# Start of PAGE

Culinary Herbs and Spices of the World
Autor Ben-Erik Van Wyken Limba Engleză Hardback – 28 ian 2014
For centuries herbs and spices have been an integral part of many of the world’s great cuisines. But spices have a history of doing much more than adding life to bland foods. They have been the inspiration for, among other things, trade, exploration, and poetry. Priests employed them in worship, incantations, and rituals, and shamans used them as charms to ward off evil spirits. Nations fought over access to and monopoly of certain spices, like cinnamon and nutmeg, when they were rare commodities. Not only were many men’s fortunes made in the pursuit of spices, spices at many periods throughout history literally served as currency.

# End of PAGE
# Start of DATA LINES

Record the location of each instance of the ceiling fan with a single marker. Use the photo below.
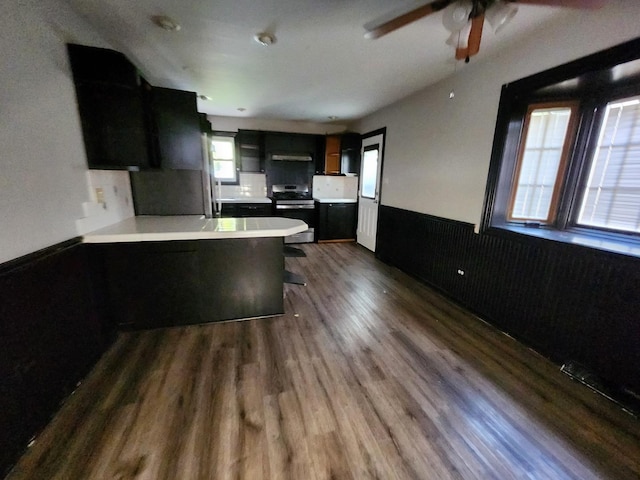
(465, 19)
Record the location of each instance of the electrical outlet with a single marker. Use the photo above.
(99, 195)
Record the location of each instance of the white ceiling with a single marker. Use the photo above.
(321, 65)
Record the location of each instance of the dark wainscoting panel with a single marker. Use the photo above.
(51, 335)
(569, 303)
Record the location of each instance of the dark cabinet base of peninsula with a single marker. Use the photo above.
(160, 284)
(336, 221)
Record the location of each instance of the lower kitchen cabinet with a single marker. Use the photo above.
(247, 210)
(160, 284)
(336, 221)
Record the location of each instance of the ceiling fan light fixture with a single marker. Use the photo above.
(460, 39)
(500, 14)
(265, 39)
(456, 16)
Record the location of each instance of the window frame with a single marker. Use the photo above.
(232, 135)
(565, 155)
(593, 82)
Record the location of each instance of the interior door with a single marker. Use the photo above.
(369, 193)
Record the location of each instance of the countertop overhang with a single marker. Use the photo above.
(244, 200)
(335, 200)
(194, 227)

# End of DATA LINES

→ COMPLETE THE FOLLOWING:
[1] Answer these questions from the book description:
(a) What binding is listed for the book?
(b) Which two spices are named as ones nations fought over?
(c) What did spices literally serve as at many periods throughout history?
[2] Translate this sentence from the book description into Spanish: "They have been the inspiration for, among other things, trade, exploration, and poetry."
The source records aren't needed for any of the work here.

→ ANSWERS TO EACH TASK:
[1]
(a) Hardback
(b) Cinnamon and nutmeg
(c) Currency

[2] Han sido la inspiración, entre otras cosas, del comercio, la exploración y la poesía.